What you will do
Scan the data for "blue" and copy each matching line.

Stored items
* * *

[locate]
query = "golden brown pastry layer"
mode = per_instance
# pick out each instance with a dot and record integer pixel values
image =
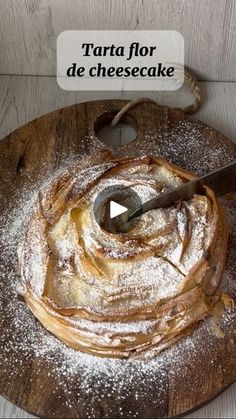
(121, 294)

* * *

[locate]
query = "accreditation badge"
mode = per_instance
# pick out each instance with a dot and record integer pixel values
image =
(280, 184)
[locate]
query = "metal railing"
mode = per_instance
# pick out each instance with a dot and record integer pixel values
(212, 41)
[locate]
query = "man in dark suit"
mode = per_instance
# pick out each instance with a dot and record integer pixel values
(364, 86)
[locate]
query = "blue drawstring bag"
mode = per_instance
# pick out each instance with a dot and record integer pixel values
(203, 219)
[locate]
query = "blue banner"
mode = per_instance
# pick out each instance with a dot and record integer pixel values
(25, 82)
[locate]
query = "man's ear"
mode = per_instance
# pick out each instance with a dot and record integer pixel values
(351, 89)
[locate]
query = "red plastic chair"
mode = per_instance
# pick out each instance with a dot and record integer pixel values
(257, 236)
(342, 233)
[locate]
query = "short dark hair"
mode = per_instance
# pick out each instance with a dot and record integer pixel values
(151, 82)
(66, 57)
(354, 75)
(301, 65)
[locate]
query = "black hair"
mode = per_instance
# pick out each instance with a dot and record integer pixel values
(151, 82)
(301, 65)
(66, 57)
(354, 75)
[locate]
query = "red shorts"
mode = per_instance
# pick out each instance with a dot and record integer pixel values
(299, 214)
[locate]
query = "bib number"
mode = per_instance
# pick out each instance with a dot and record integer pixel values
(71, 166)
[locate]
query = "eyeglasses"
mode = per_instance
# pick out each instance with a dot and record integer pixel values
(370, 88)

* * *

Task answer
query = "blue drawstring bag"
query = "blue banner"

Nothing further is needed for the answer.